WORK TO COMPLETE
Give again the entries below exactly, beginning at the first line and ending at the line with "pixel 202 59".
┌─ SUPPLIED RECORDS
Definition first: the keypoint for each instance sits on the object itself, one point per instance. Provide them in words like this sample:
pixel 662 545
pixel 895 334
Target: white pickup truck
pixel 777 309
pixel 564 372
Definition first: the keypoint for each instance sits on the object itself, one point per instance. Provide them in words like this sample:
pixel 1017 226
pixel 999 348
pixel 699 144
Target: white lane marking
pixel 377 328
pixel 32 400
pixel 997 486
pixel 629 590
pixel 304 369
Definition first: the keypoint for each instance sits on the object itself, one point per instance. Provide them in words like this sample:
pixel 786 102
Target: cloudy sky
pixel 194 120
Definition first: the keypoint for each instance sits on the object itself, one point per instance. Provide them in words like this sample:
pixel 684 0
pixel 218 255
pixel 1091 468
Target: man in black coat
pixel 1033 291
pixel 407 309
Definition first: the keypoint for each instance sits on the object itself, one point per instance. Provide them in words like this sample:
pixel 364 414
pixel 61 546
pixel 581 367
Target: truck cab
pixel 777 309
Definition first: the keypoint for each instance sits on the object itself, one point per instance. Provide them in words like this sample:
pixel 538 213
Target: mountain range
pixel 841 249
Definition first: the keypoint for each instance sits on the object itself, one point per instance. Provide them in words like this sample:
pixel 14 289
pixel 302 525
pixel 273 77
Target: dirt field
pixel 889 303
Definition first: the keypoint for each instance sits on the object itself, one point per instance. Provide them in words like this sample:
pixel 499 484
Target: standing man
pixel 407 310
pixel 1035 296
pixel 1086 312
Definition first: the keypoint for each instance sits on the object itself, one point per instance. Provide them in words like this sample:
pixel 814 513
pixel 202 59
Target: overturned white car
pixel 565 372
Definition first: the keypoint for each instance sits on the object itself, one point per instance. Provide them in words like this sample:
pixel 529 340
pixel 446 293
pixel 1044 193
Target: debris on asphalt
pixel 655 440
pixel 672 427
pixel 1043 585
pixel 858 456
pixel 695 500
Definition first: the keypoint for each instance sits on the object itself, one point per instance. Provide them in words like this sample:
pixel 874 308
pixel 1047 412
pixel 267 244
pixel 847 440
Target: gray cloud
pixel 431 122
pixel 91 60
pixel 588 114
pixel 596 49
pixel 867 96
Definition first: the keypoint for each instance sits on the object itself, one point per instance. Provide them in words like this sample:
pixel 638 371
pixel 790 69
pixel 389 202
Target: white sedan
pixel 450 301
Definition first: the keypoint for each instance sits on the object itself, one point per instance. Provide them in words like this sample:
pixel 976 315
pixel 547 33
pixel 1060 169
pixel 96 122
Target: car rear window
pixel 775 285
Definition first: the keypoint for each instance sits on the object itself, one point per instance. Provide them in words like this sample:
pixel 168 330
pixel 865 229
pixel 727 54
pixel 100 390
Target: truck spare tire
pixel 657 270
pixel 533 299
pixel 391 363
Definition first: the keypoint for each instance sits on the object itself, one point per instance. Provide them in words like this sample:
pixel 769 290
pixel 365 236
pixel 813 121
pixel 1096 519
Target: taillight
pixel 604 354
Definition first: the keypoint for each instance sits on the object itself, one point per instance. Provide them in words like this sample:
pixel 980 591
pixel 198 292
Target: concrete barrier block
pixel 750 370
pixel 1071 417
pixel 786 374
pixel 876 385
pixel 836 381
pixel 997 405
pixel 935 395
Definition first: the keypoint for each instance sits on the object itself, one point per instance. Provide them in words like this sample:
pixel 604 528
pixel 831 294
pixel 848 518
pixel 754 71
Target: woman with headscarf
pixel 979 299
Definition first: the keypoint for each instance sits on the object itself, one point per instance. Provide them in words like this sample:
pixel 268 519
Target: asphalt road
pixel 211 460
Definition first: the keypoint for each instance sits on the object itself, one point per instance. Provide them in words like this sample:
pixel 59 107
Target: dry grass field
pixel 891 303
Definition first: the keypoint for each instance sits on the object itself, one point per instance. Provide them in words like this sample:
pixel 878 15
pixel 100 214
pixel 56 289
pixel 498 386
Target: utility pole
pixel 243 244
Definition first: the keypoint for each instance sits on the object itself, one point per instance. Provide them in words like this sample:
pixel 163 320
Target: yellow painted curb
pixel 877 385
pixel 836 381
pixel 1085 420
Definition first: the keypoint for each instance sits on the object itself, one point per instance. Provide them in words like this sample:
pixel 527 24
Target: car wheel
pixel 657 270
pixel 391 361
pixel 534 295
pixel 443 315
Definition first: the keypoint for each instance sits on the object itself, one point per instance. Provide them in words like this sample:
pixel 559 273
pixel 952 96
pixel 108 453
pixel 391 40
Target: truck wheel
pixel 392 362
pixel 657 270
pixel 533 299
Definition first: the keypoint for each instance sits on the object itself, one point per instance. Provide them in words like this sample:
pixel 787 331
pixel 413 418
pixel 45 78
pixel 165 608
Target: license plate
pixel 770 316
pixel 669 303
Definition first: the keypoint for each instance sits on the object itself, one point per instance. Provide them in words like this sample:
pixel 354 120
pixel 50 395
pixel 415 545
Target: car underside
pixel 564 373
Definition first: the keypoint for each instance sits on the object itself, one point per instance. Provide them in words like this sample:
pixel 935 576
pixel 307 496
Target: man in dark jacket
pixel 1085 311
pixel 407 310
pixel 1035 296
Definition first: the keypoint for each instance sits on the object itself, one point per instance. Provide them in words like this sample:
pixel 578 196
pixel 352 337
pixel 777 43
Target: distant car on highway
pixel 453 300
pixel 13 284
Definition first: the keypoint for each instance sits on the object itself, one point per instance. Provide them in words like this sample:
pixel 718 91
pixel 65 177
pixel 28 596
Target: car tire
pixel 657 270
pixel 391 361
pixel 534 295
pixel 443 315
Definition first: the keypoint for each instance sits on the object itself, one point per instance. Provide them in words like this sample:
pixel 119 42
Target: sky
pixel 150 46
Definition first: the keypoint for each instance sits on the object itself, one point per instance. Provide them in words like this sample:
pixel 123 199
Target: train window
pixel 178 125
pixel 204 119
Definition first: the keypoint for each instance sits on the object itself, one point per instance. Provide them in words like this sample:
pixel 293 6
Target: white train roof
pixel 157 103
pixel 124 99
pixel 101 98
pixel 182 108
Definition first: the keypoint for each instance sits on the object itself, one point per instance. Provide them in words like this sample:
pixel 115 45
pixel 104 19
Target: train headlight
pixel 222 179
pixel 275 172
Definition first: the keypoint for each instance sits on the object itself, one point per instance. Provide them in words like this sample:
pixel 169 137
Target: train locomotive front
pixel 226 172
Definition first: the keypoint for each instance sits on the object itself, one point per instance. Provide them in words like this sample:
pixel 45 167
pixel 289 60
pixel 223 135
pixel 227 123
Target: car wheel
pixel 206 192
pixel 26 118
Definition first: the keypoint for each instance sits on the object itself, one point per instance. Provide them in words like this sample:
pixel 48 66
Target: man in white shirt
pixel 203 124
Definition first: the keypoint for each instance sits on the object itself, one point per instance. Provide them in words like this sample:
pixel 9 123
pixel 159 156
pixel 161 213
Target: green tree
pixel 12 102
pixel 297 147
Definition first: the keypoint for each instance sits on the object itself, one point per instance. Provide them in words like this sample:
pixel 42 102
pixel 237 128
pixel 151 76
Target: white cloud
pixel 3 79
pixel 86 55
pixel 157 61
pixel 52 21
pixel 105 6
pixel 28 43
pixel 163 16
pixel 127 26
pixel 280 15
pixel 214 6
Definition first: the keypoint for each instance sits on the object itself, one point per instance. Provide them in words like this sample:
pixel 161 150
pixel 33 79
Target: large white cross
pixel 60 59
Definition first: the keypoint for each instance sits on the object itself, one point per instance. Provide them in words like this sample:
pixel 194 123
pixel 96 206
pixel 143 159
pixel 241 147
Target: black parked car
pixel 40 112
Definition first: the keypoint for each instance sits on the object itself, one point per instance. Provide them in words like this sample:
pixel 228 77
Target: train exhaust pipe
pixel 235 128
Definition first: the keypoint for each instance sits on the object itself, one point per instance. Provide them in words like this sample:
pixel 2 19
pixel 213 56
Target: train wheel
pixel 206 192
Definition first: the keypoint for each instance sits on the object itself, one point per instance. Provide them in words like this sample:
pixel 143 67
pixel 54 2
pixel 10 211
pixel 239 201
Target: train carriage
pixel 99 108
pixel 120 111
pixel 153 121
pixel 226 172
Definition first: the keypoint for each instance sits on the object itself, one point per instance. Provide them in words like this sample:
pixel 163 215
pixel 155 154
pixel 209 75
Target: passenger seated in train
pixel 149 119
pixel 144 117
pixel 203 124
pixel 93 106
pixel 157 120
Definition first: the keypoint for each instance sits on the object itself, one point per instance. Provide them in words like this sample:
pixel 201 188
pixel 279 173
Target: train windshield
└─
TASK RESPONSE
Definition first: the keypoint for each instance sits on the object itself, one point per instance. Provide them in words like this sample:
pixel 662 545
pixel 895 334
Target: white pickup truck
pixel 777 309
pixel 564 372
Definition first: the keypoint for each instance sits on the object itself, one point per instance. Provide them in words like this sample:
pixel 1017 226
pixel 999 348
pixel 699 144
Target: white lane marking
pixel 377 328
pixel 32 400
pixel 997 486
pixel 629 590
pixel 304 369
Definition first: the keypoint for each instance sits on the object itself, one point per instance. Provide them in words like this sample:
pixel 786 102
Target: cloudy sky
pixel 194 120
Definition first: the keypoint for each instance sits on the object itself, one point per instance. Provide them in words like this sample:
pixel 684 0
pixel 218 255
pixel 1091 468
Target: man in black coat
pixel 1033 291
pixel 407 309
Definition first: the keypoint for each instance sits on the object itself, one point per instance. Provide them in words like this sample:
pixel 364 414
pixel 61 546
pixel 581 367
Target: truck cab
pixel 777 309
Definition first: the keypoint for each instance sits on the object itself, one point per instance. Provide them in words like this sample:
pixel 538 213
Target: mountain range
pixel 841 249
Definition first: the keypoint for each instance sits on the object itself, one point per instance. Provide them in words like this sample:
pixel 14 289
pixel 302 525
pixel 273 77
Target: dirt field
pixel 889 303
Definition first: the keypoint for each instance sits on the object itself, one point per instance. Provide them in words like this sample:
pixel 499 484
Target: standing man
pixel 407 310
pixel 1035 296
pixel 1086 312
Definition first: the keypoint for each instance sits on the object itself, one point per instance. Provide them in words like this sample:
pixel 814 513
pixel 202 59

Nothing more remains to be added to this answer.